** The records **
====
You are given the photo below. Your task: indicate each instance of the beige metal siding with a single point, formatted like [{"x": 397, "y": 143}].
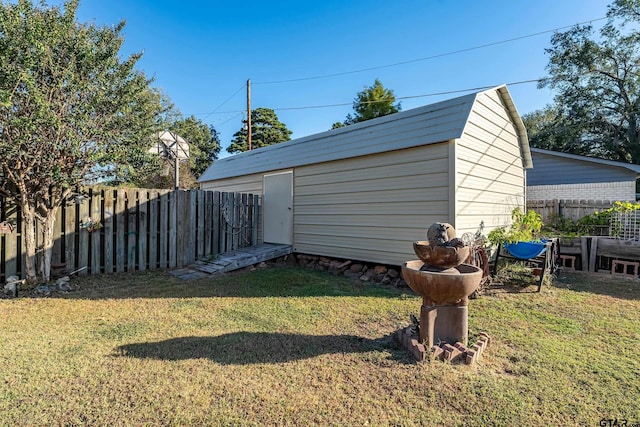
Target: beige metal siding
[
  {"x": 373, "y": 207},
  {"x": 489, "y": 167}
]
====
** Task brief **
Print out the whole of the material word for word, without pictures.

** Answer below **
You are given the photo below. Your task: indicate each instance of the beige metal siding with a single point, formatted like [{"x": 397, "y": 143}].
Target: beige metal siding
[
  {"x": 373, "y": 207},
  {"x": 489, "y": 167}
]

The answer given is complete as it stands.